**Set problem:** How many lines in the entries below contain the string "rear"? Reply with the number only.

Data section start

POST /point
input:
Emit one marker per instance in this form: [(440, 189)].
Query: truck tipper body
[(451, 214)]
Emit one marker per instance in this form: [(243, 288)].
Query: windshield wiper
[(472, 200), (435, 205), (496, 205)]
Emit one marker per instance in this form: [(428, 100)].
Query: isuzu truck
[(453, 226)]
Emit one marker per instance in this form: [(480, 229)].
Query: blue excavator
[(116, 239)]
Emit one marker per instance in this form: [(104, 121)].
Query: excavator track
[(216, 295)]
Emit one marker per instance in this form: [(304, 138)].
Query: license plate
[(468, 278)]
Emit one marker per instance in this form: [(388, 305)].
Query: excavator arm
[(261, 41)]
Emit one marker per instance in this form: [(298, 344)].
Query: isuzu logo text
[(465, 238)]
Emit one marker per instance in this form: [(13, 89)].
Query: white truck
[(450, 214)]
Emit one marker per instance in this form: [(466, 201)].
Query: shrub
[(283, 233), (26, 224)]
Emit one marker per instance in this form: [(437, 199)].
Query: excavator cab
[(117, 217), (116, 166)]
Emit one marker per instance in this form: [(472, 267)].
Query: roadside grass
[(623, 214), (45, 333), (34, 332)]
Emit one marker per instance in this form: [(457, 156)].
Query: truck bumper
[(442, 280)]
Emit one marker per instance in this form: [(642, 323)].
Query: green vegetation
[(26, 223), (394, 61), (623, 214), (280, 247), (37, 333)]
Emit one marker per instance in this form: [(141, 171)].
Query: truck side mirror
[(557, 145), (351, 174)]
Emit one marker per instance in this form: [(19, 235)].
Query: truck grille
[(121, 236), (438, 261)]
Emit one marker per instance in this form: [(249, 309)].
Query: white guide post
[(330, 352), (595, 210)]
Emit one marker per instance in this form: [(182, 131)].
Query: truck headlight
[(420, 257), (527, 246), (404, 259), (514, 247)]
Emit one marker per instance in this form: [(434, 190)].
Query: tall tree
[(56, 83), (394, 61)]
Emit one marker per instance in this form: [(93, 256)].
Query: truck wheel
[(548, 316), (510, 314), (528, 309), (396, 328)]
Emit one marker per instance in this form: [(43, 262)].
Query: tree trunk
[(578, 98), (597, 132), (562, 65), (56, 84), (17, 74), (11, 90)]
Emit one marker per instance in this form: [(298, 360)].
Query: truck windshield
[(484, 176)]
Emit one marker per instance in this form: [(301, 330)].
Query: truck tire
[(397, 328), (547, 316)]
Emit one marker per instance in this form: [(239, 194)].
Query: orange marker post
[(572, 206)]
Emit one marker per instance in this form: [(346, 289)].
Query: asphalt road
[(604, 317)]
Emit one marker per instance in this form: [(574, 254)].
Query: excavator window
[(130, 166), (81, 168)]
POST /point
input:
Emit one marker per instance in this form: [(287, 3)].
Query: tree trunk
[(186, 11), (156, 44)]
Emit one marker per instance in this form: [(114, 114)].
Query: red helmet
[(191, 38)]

Data section end
Data section start

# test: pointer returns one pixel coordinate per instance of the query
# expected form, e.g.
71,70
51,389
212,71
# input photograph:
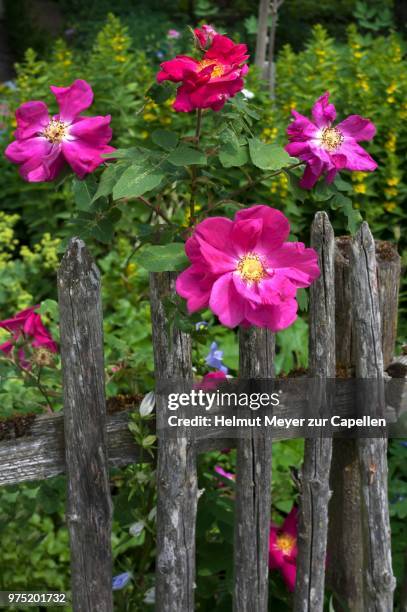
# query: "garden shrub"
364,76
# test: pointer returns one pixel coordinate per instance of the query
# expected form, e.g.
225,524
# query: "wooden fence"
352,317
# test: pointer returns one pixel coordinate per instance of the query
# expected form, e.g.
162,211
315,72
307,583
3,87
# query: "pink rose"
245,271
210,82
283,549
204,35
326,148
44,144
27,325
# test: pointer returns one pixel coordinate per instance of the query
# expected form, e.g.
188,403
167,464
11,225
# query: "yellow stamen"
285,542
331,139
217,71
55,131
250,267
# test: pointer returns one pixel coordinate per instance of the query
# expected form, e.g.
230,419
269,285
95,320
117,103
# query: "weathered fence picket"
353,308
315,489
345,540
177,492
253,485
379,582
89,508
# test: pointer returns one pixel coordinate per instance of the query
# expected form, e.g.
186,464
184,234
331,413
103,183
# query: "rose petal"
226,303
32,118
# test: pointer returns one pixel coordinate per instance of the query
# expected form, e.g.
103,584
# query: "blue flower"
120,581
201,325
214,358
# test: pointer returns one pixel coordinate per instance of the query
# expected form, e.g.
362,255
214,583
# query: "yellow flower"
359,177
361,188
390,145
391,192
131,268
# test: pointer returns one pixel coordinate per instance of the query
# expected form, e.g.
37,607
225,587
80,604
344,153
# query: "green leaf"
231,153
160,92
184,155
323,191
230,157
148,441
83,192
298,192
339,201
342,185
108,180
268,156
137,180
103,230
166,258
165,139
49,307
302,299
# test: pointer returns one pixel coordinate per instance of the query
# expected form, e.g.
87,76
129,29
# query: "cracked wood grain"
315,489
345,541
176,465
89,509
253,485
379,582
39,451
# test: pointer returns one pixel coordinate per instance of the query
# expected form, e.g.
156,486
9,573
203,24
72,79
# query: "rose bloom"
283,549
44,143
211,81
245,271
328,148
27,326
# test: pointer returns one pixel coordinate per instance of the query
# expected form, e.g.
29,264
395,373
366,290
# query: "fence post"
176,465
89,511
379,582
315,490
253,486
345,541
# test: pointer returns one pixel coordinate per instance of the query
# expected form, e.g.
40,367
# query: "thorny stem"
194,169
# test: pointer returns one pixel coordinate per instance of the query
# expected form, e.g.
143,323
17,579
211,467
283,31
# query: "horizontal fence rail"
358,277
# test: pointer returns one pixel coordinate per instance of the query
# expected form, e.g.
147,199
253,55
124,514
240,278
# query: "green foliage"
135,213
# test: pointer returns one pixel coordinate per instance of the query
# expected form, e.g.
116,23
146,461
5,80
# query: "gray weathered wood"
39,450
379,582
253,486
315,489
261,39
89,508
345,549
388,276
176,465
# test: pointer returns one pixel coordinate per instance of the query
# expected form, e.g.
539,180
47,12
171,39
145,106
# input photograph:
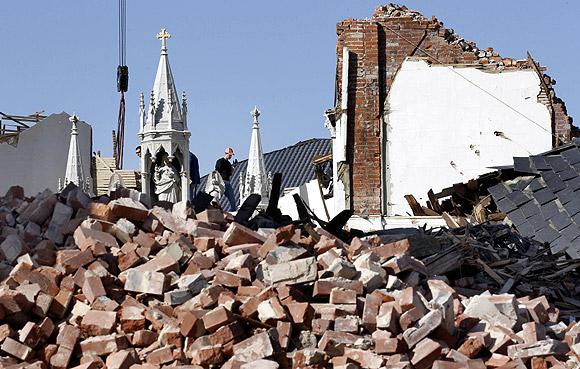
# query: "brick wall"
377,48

Data section end
Data section start

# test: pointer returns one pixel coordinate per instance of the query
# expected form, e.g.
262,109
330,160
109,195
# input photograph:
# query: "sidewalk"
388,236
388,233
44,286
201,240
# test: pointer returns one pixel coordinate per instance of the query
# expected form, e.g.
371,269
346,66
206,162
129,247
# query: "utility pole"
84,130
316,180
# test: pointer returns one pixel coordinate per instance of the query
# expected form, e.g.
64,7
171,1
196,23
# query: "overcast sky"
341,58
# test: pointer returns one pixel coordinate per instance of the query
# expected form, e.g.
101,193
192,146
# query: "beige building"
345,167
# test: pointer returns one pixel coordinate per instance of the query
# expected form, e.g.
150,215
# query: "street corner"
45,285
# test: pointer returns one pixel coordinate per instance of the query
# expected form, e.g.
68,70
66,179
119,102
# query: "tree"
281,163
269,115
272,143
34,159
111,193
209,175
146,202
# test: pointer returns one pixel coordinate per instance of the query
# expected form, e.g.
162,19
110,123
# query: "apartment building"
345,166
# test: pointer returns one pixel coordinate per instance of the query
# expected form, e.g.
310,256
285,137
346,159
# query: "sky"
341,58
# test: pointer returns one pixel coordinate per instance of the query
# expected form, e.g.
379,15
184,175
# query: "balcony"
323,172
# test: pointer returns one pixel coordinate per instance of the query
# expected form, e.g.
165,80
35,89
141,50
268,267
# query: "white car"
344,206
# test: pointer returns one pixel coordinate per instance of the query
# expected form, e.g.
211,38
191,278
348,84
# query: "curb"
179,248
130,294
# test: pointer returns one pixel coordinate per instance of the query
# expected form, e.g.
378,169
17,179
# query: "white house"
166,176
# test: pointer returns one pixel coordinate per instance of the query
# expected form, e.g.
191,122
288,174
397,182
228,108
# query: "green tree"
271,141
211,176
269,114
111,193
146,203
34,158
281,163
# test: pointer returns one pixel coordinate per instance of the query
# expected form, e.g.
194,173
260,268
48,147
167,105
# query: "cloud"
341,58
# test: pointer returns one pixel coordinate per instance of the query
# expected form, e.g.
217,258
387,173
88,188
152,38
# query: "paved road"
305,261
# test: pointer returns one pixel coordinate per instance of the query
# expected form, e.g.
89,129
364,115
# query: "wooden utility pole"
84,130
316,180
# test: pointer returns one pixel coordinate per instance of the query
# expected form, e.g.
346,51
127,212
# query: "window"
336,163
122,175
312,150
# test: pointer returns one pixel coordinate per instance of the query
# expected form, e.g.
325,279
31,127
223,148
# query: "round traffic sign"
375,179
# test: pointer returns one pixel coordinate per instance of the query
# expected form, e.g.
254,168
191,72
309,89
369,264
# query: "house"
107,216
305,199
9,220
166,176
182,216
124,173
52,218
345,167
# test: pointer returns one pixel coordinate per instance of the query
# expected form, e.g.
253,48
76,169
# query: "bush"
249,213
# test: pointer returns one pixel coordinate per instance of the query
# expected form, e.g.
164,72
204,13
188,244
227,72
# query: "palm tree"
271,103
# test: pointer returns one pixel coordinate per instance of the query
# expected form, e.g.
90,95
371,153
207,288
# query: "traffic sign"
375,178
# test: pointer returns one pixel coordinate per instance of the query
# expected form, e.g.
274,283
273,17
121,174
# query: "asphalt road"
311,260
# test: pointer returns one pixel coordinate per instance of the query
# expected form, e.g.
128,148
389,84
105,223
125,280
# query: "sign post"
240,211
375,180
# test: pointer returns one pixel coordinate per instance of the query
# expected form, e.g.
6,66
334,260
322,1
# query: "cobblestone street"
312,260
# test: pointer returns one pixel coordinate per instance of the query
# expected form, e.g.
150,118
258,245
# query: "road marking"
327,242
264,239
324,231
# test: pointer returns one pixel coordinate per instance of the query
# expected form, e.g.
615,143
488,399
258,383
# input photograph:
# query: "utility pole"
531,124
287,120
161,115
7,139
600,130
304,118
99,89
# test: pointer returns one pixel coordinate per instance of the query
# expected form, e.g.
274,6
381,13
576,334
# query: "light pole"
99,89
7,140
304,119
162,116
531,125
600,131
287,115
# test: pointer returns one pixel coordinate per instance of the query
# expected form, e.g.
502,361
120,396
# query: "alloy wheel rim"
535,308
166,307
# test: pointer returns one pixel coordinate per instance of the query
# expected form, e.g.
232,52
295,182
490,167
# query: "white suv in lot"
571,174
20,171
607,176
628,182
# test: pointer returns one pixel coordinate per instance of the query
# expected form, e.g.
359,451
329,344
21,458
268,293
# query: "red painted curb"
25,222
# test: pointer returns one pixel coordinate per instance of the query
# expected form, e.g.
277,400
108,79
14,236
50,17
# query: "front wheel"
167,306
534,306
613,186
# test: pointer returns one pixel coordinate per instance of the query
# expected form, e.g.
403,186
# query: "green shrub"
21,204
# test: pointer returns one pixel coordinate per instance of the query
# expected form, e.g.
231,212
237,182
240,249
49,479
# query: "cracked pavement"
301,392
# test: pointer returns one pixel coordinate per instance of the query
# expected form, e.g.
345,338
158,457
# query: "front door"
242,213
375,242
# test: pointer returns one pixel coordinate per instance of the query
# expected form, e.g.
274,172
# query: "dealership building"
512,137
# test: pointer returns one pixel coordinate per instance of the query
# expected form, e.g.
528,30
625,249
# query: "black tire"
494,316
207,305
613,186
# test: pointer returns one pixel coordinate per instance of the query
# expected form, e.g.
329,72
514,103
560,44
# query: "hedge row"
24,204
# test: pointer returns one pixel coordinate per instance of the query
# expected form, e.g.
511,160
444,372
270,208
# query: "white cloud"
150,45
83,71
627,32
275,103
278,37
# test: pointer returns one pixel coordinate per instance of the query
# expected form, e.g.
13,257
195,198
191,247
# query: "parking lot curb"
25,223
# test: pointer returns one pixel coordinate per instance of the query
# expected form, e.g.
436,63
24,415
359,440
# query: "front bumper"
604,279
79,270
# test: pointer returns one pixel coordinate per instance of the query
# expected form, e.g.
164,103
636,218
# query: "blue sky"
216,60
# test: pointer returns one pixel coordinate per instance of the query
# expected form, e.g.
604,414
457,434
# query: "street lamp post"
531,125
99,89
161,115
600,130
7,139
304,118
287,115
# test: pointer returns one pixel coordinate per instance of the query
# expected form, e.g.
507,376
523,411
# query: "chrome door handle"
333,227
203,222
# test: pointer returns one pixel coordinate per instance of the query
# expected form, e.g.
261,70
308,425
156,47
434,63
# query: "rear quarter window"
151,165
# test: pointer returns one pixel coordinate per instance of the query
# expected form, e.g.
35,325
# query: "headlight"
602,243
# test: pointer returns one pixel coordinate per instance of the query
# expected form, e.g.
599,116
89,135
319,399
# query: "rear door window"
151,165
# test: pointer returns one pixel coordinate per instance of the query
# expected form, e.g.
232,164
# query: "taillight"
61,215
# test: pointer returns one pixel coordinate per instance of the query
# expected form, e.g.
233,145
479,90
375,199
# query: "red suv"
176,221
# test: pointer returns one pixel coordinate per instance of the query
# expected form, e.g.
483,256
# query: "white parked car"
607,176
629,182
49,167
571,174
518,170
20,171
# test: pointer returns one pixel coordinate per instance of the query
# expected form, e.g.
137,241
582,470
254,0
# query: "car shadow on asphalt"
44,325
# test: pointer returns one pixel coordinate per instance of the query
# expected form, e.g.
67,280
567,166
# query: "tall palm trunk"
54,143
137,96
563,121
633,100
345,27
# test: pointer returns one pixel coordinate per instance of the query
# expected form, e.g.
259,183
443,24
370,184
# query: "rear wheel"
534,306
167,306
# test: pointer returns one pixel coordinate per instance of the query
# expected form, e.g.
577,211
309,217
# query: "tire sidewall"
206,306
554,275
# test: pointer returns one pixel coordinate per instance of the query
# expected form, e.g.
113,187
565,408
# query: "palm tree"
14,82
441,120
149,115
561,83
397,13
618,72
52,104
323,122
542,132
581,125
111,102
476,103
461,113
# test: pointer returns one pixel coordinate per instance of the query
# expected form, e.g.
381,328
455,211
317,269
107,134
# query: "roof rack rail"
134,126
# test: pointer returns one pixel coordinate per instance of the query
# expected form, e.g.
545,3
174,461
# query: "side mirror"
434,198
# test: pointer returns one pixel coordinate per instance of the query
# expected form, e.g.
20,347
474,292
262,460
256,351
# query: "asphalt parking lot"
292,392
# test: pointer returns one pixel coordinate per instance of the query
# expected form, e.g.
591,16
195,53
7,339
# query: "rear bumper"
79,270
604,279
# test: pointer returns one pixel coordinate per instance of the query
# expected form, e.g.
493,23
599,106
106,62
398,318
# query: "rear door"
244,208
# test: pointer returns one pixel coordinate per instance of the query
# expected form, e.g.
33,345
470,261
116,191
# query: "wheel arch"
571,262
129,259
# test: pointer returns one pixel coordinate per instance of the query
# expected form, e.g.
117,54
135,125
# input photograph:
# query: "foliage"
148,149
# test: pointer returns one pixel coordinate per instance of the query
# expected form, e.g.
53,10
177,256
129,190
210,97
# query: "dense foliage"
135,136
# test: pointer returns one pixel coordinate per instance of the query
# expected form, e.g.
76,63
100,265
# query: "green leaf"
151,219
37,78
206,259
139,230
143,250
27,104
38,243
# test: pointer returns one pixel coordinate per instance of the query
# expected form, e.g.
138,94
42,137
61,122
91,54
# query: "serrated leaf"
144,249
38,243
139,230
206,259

Data section end

**Answer to the exercise:** 5